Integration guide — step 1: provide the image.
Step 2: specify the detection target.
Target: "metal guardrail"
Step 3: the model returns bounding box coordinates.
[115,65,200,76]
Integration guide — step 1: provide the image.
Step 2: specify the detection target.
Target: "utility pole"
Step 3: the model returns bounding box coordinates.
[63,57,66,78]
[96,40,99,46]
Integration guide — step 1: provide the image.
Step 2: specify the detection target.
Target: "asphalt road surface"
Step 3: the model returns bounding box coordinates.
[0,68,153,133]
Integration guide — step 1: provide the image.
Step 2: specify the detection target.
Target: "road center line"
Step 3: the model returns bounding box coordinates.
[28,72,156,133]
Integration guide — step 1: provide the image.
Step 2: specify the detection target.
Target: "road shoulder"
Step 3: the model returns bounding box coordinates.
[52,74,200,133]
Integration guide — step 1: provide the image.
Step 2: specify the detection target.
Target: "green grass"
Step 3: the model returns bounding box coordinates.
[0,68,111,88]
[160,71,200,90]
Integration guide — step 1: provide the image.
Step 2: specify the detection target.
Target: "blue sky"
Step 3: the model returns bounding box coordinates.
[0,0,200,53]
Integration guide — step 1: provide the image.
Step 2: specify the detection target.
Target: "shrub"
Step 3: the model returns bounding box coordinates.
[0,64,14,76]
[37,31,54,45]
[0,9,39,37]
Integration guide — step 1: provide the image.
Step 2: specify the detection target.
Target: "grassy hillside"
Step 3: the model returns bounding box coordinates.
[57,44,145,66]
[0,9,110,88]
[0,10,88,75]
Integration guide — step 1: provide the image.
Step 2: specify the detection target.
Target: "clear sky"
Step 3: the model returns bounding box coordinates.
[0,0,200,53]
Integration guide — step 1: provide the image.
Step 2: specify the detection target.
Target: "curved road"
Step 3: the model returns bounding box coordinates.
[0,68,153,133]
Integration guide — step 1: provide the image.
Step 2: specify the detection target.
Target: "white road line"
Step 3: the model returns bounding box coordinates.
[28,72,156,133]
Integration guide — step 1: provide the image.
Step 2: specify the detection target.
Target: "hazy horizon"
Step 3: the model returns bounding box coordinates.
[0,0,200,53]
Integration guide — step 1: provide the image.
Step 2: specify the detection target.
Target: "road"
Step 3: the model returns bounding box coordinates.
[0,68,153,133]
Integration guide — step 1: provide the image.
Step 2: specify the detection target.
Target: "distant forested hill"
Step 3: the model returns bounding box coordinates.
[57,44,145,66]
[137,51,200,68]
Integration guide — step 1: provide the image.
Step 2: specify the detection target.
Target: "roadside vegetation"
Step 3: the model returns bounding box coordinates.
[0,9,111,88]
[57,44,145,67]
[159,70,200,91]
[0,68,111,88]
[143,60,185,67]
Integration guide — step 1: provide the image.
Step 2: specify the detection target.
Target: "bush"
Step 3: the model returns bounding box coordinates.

**What is expected:**
Change every "detection target" in the data above to "search target", and leave everything else as it is.

**Response for this exercise:**
Integration guide — step 1: provide the image.
Step 2: specify the search target.
Target: "metal guardrail"
Step 3: the model returns bounding box coordinates.
[115,65,200,76]
Integration guide — step 1: provide the image.
Step 2: specify the search target.
Target: "utility pole"
Step 3: the model returns bounding box coordinates.
[63,57,66,78]
[96,40,99,46]
Integration guide — step 1: provide the image.
Step 2: specify the search target.
Target: "asphalt road surface"
Step 3: the model returns bounding box coordinates.
[0,68,153,133]
Integration guide — step 1: provide the image.
Step 2: specify the search target.
Target: "road center line"
Step 3: the model returns bounding box coordinates.
[28,72,156,133]
Integration guide — step 1: provide the image.
Step 2: specify the search target.
Target: "road shoulder"
Step 3: the model returns bounding box coordinates.
[52,74,200,133]
Integration guide — step 1: provide the image.
Step 2: specify the search target.
Target: "green grass"
Step 3: the model returns bounding box coordinates.
[0,68,111,88]
[160,71,200,90]
Integration guide — step 1: provide the image.
Step 2: specify the search target.
Target: "blue sky"
Step 3: the model returns bounding box coordinates.
[0,0,200,53]
Integration guide — step 1: provide the image.
Step 2: specify the search target.
Target: "shrub"
Step 3: the model returns bounding box coordinates.
[0,64,14,76]
[37,31,54,45]
[0,9,39,37]
Integration guide — step 1: provide the image.
Step 2: specify the search target.
Target: "grassy hillside"
Step 3: the model returns bounding box coordinates.
[57,44,145,66]
[0,9,110,88]
[0,10,88,75]
Integration guide — step 1: provide the image.
Step 2: specify the search target.
Target: "clear sky"
Step 3: the model returns bounding box coordinates.
[0,0,200,53]
Integration guide — step 1: provide the image.
Step 2: specify the search target.
Target: "curved road"
Step 3: the model returns bounding box coordinates.
[0,68,153,133]
Integration guide — step 1: provide the image.
Step 2: specify the search target.
Target: "white road line"
Step 3: the model returns bounding box coordinates.
[28,72,156,133]
Integration guide — step 1: provide the image.
Step 2: specify the search target.
Target: "hazy horizon"
Step 3: the model returns bounding box coordinates.
[0,0,200,53]
Integration guide — step 1: provide the image.
Step 2: specify the search target.
Target: "road"
Step 3: the model returns bounding box coordinates.
[0,68,153,133]
Integration guide — step 1: provide the image.
Step 2: specify the search target.
Target: "distant forested hill"
Step 3: the model returns bounding box coordinates.
[57,44,145,66]
[137,51,200,68]
Integration guide — step 1: provide the image.
Step 2: specify the search target.
Target: "roadside vegetation"
Step 3: the model returns bounding box coordinates.
[0,9,111,88]
[57,44,145,67]
[159,70,200,91]
[0,68,111,88]
[143,60,185,67]
Integration guide — step 1: provide the image.
Step 2: specify the search target.
Target: "bush"
Step 3: the model returns bounding box coordinates.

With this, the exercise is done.